━━━━━ LISTING ━━━━━

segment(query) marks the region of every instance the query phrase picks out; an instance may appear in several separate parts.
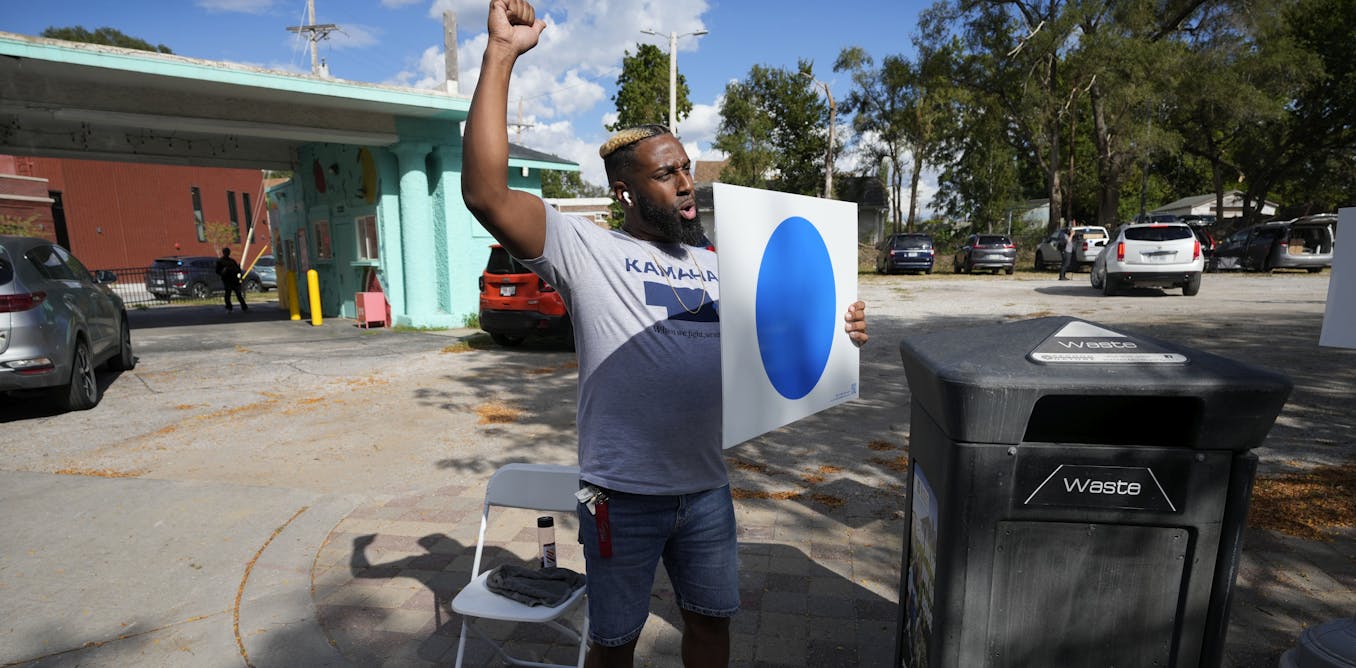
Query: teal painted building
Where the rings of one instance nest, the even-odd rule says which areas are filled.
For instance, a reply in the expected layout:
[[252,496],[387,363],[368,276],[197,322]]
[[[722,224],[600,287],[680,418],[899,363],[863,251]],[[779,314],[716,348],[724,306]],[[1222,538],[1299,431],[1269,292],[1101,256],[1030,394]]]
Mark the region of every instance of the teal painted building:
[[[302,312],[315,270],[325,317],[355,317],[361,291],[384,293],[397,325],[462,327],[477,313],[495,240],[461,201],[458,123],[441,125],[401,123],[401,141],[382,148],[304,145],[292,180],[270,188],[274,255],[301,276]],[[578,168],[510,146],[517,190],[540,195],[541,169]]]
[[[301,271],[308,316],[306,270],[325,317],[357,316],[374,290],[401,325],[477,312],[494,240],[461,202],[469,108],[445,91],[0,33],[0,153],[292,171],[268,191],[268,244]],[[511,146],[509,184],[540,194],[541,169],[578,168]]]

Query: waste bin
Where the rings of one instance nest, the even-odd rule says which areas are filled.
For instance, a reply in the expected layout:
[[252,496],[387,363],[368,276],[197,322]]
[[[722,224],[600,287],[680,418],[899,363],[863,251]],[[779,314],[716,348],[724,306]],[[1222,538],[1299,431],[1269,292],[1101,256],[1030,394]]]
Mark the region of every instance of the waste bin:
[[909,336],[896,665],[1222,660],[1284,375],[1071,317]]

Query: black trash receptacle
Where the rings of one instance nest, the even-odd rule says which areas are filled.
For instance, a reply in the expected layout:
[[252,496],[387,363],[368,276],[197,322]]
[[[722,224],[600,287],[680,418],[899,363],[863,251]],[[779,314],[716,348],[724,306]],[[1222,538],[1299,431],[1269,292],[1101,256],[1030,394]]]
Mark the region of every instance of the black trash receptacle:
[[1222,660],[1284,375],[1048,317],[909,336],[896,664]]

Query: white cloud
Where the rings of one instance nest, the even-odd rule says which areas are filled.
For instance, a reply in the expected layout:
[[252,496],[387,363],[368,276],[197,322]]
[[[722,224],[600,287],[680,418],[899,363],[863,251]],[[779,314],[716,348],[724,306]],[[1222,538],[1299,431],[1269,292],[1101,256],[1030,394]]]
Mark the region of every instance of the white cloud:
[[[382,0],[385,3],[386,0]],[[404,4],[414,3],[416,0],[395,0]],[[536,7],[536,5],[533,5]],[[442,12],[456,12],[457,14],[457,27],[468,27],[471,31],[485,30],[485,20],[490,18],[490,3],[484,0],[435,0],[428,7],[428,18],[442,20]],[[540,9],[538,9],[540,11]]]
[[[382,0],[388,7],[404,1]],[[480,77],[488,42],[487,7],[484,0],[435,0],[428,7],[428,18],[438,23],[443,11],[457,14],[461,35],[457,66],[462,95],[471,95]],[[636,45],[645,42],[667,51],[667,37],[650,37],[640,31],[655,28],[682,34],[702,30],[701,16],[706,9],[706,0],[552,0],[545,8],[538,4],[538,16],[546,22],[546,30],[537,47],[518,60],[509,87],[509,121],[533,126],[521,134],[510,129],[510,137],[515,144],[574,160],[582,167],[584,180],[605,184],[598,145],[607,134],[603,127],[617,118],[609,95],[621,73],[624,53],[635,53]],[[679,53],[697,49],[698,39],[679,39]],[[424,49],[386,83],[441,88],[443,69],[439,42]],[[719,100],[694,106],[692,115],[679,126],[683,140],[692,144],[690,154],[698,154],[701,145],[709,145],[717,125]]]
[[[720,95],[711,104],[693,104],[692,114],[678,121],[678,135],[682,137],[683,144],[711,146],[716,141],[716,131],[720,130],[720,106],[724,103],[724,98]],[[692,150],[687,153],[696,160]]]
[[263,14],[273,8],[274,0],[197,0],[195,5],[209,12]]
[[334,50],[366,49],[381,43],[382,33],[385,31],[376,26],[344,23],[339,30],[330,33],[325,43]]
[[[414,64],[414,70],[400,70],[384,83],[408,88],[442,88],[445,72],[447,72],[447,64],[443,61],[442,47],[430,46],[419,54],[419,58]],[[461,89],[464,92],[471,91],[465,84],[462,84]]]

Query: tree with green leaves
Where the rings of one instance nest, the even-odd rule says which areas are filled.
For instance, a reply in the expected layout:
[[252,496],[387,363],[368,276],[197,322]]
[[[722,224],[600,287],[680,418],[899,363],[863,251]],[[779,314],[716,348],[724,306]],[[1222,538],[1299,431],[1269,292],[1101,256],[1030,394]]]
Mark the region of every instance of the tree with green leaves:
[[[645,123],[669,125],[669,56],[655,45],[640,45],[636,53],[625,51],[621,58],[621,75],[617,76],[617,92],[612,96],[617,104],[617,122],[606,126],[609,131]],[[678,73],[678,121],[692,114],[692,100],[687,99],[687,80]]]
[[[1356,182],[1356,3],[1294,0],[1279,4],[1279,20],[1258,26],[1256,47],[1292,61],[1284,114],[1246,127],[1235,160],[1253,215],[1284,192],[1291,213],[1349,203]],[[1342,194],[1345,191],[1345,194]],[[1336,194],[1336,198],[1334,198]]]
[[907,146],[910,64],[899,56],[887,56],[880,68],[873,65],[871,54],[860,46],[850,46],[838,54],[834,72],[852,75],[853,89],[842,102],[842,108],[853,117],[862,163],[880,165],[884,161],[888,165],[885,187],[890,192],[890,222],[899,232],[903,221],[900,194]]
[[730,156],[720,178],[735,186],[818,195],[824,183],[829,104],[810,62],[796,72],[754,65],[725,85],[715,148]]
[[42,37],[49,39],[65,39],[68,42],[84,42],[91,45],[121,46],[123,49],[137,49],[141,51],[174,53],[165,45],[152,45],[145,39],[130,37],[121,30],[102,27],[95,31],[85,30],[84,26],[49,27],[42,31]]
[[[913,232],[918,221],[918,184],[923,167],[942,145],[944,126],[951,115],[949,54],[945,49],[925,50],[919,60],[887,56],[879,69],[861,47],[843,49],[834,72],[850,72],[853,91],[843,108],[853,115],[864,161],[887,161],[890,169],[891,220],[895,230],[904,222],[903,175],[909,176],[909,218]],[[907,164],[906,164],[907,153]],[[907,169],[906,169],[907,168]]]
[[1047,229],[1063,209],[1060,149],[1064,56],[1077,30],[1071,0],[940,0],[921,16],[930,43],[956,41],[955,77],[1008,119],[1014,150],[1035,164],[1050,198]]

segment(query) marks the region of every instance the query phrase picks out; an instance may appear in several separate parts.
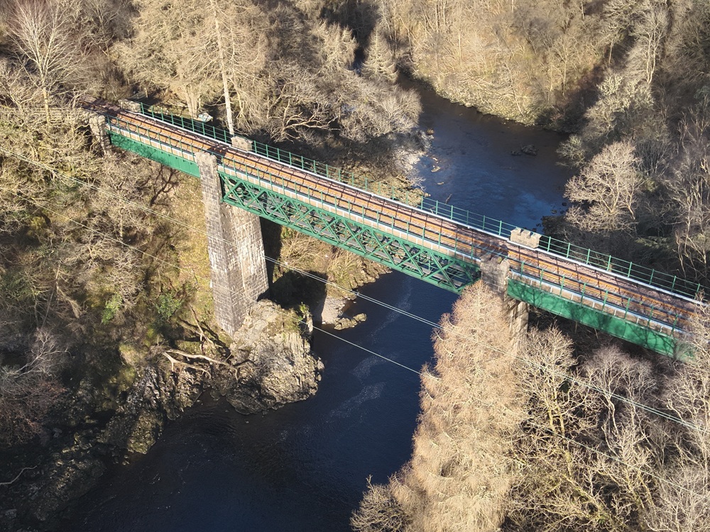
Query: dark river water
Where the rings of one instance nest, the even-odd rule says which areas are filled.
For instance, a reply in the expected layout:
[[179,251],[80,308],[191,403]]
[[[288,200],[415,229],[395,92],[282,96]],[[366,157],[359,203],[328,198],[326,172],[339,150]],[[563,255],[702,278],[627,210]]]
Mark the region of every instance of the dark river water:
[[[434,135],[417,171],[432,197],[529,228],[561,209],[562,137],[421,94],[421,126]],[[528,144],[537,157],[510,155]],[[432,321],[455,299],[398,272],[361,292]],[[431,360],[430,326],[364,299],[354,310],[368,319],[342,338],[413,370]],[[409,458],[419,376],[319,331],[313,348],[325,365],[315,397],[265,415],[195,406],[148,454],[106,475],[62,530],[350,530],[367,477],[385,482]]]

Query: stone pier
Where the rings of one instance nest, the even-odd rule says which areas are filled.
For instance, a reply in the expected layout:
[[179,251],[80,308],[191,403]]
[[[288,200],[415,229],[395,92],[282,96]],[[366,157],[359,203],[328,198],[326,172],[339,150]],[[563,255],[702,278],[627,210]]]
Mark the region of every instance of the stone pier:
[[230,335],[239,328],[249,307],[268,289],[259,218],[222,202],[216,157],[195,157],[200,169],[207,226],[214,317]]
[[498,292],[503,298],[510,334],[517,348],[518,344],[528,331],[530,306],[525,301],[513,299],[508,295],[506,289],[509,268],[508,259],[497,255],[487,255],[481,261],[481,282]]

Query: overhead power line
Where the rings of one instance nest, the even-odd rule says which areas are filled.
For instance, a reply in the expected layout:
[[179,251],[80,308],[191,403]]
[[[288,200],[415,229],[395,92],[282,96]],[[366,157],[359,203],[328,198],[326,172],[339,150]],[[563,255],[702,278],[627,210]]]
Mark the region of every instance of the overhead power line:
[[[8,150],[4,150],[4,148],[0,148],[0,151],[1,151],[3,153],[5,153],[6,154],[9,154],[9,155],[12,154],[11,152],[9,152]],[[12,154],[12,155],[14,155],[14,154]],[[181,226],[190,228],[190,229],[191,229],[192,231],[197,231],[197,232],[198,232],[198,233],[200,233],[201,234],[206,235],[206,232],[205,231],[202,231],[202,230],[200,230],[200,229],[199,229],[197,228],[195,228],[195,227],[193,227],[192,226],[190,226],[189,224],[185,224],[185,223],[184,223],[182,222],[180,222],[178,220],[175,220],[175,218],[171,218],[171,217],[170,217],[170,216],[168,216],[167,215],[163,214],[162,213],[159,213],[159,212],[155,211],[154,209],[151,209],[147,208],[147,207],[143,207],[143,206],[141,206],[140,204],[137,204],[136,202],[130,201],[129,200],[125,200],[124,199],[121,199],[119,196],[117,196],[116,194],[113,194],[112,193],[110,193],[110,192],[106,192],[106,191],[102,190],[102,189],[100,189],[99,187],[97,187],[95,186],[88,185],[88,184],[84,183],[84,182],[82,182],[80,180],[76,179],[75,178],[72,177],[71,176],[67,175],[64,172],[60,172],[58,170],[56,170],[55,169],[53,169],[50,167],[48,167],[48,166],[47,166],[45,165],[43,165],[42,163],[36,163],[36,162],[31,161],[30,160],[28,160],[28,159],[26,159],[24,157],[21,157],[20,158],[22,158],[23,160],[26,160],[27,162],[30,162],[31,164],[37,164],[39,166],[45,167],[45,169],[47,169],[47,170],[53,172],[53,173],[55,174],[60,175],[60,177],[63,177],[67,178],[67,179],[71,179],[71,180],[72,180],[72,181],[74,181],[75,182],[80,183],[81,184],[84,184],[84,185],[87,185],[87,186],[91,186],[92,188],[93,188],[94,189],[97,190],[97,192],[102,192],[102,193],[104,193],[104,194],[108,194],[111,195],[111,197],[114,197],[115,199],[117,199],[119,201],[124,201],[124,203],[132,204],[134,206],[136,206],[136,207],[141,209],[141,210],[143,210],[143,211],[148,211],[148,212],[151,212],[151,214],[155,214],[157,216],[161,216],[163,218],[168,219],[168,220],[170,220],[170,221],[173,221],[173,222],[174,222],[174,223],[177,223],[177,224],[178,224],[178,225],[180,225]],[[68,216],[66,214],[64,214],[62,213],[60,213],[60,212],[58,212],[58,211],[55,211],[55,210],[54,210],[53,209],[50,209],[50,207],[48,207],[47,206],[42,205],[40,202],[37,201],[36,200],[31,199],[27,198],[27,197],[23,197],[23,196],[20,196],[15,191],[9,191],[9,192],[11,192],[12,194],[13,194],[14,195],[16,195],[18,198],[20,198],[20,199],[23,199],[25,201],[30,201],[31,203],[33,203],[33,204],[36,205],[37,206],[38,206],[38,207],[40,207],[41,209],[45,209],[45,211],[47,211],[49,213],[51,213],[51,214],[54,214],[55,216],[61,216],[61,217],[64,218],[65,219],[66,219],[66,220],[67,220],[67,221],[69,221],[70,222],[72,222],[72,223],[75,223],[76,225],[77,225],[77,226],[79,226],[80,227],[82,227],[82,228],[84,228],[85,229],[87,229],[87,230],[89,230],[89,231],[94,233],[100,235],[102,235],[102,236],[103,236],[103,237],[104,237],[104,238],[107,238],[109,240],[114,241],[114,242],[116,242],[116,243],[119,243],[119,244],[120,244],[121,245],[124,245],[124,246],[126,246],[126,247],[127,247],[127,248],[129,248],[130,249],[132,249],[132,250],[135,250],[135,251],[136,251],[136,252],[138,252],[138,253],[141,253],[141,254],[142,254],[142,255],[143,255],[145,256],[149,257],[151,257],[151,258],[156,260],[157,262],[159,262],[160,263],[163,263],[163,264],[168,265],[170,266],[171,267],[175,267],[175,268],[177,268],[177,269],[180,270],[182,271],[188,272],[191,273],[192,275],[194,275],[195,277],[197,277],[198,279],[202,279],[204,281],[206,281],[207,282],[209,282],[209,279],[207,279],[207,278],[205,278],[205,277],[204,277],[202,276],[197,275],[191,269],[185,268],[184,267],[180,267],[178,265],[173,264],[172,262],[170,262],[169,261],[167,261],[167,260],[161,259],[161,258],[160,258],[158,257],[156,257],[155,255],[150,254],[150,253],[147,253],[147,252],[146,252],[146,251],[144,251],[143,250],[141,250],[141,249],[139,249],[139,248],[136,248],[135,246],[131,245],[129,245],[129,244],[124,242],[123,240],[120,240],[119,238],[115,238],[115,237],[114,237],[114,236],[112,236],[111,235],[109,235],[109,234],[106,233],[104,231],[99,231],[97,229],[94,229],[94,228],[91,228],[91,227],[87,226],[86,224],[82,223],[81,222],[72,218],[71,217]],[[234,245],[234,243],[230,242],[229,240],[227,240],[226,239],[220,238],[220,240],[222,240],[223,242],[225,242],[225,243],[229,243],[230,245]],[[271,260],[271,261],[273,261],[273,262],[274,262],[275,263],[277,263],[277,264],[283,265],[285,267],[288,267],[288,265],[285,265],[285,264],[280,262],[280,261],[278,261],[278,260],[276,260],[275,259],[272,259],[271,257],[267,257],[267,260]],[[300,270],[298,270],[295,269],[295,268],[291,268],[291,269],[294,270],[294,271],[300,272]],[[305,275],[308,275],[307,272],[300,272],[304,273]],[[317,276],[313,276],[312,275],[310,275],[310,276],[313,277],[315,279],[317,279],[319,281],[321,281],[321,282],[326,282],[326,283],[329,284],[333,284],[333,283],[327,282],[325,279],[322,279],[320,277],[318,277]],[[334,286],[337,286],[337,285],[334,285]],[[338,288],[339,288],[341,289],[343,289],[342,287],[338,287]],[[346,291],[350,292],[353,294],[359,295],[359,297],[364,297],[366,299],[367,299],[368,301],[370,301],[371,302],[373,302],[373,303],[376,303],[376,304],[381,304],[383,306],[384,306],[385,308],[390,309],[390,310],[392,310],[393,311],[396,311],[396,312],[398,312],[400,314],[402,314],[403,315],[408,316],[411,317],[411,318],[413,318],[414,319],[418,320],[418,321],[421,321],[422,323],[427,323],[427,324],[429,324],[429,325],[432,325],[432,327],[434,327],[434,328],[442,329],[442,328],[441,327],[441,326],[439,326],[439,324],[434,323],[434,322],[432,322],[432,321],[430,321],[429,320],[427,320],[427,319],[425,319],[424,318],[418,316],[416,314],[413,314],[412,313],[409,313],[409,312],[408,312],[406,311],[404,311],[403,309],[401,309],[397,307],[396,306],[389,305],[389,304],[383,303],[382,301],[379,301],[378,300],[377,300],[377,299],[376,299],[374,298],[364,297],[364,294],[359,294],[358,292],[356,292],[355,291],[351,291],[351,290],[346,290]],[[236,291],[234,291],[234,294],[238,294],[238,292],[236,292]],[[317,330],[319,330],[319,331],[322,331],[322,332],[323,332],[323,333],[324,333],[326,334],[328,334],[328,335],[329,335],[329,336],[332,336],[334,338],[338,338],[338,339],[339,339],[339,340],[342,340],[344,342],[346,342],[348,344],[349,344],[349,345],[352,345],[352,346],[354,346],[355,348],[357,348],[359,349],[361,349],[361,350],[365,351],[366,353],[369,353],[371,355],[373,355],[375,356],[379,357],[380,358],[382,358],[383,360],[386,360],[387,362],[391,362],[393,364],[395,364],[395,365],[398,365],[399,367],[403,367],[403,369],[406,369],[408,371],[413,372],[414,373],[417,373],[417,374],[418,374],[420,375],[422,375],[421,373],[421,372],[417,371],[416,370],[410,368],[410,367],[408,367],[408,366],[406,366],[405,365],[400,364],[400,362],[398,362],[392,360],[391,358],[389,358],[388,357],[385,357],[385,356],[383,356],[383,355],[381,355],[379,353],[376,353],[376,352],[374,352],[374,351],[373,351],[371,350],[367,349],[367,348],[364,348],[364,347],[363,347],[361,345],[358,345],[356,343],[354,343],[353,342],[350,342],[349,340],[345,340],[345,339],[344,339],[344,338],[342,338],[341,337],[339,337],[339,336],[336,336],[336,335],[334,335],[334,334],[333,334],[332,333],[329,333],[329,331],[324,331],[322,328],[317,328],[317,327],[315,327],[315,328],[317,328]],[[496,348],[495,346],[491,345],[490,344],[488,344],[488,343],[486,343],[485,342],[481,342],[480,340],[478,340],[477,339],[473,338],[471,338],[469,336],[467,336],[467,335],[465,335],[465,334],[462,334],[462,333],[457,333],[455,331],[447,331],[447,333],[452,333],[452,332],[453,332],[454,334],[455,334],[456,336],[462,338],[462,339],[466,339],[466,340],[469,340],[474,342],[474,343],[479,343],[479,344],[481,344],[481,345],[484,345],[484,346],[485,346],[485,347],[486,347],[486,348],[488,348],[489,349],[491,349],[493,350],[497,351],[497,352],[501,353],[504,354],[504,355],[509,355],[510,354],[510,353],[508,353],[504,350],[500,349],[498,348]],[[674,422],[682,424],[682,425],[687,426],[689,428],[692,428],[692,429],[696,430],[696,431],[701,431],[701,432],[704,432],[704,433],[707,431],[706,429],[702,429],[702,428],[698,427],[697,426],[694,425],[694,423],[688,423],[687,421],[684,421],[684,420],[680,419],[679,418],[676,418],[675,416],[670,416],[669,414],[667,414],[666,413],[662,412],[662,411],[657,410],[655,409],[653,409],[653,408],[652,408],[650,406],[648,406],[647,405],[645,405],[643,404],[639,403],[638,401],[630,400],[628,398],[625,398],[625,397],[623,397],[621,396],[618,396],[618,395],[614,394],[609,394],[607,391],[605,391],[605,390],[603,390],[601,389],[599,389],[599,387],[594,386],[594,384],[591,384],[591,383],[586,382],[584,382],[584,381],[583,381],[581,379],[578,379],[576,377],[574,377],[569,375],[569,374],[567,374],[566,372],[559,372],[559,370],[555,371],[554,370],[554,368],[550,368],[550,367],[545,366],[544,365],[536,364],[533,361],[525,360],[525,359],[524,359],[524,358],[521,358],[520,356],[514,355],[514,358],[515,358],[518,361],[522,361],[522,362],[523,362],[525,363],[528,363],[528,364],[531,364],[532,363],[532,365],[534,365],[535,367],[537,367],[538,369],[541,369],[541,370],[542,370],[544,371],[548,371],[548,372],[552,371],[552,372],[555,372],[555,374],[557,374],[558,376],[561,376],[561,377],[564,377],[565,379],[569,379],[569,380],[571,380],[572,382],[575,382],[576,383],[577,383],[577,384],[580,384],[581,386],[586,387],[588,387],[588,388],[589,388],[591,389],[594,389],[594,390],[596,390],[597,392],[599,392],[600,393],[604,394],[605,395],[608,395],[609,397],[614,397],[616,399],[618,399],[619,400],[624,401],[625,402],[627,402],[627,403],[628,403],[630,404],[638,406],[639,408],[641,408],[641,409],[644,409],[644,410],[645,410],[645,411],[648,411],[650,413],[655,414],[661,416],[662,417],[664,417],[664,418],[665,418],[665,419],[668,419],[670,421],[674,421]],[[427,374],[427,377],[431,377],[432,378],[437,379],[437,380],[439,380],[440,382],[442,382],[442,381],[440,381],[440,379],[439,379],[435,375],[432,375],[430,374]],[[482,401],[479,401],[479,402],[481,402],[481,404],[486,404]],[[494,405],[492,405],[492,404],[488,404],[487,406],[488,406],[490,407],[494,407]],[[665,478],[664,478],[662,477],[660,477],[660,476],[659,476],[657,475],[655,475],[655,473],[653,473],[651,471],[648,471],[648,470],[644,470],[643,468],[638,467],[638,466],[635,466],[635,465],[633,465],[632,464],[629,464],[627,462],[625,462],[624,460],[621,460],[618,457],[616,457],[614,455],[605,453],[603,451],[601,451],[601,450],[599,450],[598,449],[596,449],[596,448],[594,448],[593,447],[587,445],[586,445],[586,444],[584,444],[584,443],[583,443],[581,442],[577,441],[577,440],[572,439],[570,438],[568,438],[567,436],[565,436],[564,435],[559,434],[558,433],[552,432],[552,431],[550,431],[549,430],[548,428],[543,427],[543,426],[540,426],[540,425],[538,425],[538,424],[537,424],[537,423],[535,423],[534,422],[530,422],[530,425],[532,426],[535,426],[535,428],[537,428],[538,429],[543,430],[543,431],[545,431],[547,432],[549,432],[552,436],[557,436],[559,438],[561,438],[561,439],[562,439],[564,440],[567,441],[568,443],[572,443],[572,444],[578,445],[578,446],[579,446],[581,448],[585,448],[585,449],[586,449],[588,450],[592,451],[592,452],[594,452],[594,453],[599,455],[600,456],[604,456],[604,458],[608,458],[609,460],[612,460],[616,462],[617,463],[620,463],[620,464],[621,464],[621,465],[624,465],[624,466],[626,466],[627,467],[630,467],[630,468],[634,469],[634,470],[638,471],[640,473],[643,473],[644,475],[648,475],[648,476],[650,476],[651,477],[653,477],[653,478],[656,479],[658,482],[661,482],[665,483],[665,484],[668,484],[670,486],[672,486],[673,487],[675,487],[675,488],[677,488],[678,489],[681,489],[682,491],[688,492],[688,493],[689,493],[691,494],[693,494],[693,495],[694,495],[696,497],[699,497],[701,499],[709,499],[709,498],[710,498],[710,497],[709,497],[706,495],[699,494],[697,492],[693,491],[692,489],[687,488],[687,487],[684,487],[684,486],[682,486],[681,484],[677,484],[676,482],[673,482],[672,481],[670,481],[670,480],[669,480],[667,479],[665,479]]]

━━━━━

Recast the lines as a numbered list with blank lines omitted, starting at the line that contains "Query: overhead power line" and stopping after the line that contains "Mark the region of every instance of the overhead".

1. Query: overhead power line
2. Where the rings of one instance nest, the even-odd rule says which areas are filled.
3. For instance, a reply in the expected layout:
4. [[179,251],[80,308],[191,403]]
5. [[[288,200],[415,229],[395,92],[282,96]],[[366,157],[359,203],[328,198],[326,172],[339,150]],[[563,255],[702,278],[627,210]]]
6. Mark the region of every instance of the overhead power line:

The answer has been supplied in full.